» DATA TO USE:
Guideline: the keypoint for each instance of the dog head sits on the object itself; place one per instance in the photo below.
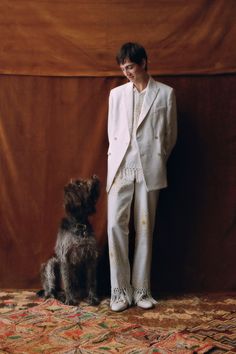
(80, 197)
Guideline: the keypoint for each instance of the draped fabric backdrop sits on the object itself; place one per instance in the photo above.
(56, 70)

---

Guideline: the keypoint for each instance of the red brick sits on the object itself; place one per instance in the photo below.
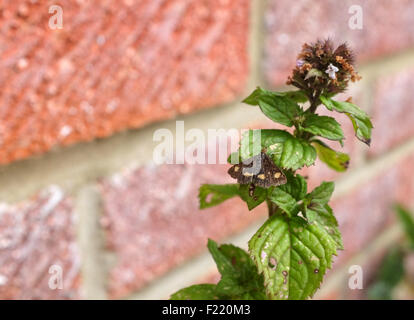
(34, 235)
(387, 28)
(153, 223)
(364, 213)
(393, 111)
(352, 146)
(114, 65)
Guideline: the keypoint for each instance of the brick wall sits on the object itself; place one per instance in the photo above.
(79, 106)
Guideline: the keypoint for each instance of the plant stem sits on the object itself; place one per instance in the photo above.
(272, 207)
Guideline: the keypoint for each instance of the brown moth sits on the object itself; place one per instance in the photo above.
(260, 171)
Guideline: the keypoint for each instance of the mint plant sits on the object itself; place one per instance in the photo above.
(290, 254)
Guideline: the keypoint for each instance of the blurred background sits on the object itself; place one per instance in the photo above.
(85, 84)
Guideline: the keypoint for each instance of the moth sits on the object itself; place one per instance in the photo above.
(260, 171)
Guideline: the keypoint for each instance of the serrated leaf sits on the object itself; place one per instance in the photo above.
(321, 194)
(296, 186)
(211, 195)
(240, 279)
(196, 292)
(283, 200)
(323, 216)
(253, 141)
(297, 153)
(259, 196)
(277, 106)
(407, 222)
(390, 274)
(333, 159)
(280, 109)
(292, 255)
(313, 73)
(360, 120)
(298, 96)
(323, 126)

» GIVEN TASK:
Determine how many lines of the data above contain the word "plant". Respond with the number alone.

» CORRECT OUTPUT:
2